However, there can still be special cases: ``pickle`` may incorporate
non-deterministic values. In this case, there are three remedies:

- If you can tweak the definition of the class, add a method called
  ``__getfrozenstate__`` which returns a deterministic snapshot of the
  state. This takes precedence over the Pickle protocol, if it is defined.

  >>> class Greeter:
  ...     def __init__(self, greeting):
  ...         self.greeting = greeting
  ...     def greet(self, name):
  ...         print(self.greeting + " " + name)
  ...     def __getfrozenstate__(self):
  ...         return self.greeting
  ... 
  >>> pprint(freeze(Greeter("hello")))
  ((frozenset({'Greeter',
               (('__getfrozenstate__',
                 (('__getfrozenstate__', None, b'|\x00j\x00S\x00'),)),
                ('__init__', (('__init__', None, b'|\x01|\x00_\x00d\x00S\x00'),)),
                ('greet',
                 (('greet',
                   None,
                   ' ',
                   b't\x00|\x00j\x01d\x01\x17\x00|\x01\x17\x00\x83\x01'
                   b'\x01\x00d\x00S\x00'),)))}),
    ('builtins', 'object')),
   'hello')

- Otherwise, you can ignore certain attributes by changing the
  configuration. See the source code of ``charmonium/freeze/config.py`` for more
  details.

  >>> class Greeter:
  ...     def __init__(self, greeting):
  ...         self.greeting = greeting
  ...     def greet(self, name):
  ...         print(self.greeting + " " + name)
  ... 
  >>> config = Config(use_hash=False)
  >>> config.ignore_attributes.add(("__main__", "Greeter", "greeting"))
  >>> pprint(freeze(Greeter("hello"), config))
  (((frozenset({'Greeter',
                (('__init__',
                  (('__init__', None, b'|\x01|\x00_\x00d\x00S\x00'),)),
                 ('greet',
                  (('greet',
                    None,
                    ' ',
                    b't\x00|\x00j\x01d\x01\x17\x00|\x01\x17\x00\x83\x01'
                    b'\x01\x00d\x00S\x00'),)))}),
     ('builtins', 'object')),),
   (),
   b'copyreg.__newobj__')

**Given material:**
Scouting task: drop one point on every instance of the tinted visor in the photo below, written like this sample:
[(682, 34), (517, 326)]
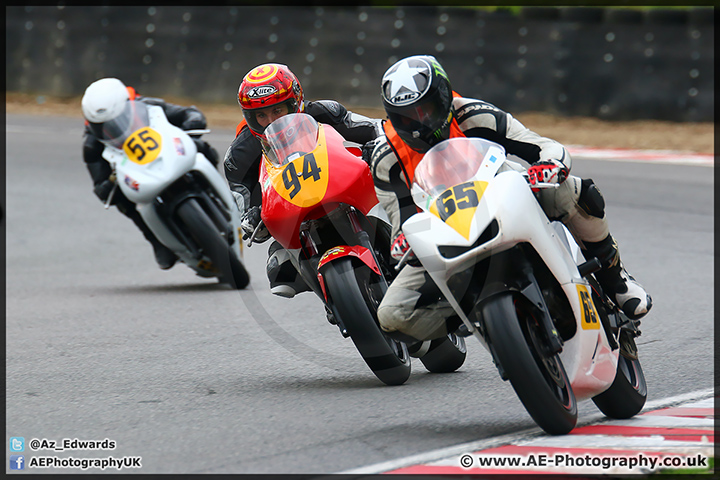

**Requirements:**
A. Transcribe the passage on non-deterministic pickle values from "However, there can" up to and including "it is defined.".
B. In the passage on non-deterministic pickle values, condense the paragraph beginning "If you can tweak the definition of the class" into one shorter sentence that keeps its main facts.

**Answers by task:**
A.
However, there can still be special cases: ``pickle`` may incorporate
non-deterministic values. In this case, there are three remedies:

- If you can tweak the definition of the class, add a method called
  ``__getfrozenstate__`` which returns a deterministic snapshot of the
  state. This takes precedence over the Pickle protocol, if it is defined.

B. If the class definition can be changed, add a ``__getfrozenstate__`` method that returns a deterministic snapshot of the state, which, when defined, takes precedence over the Pickle protocol.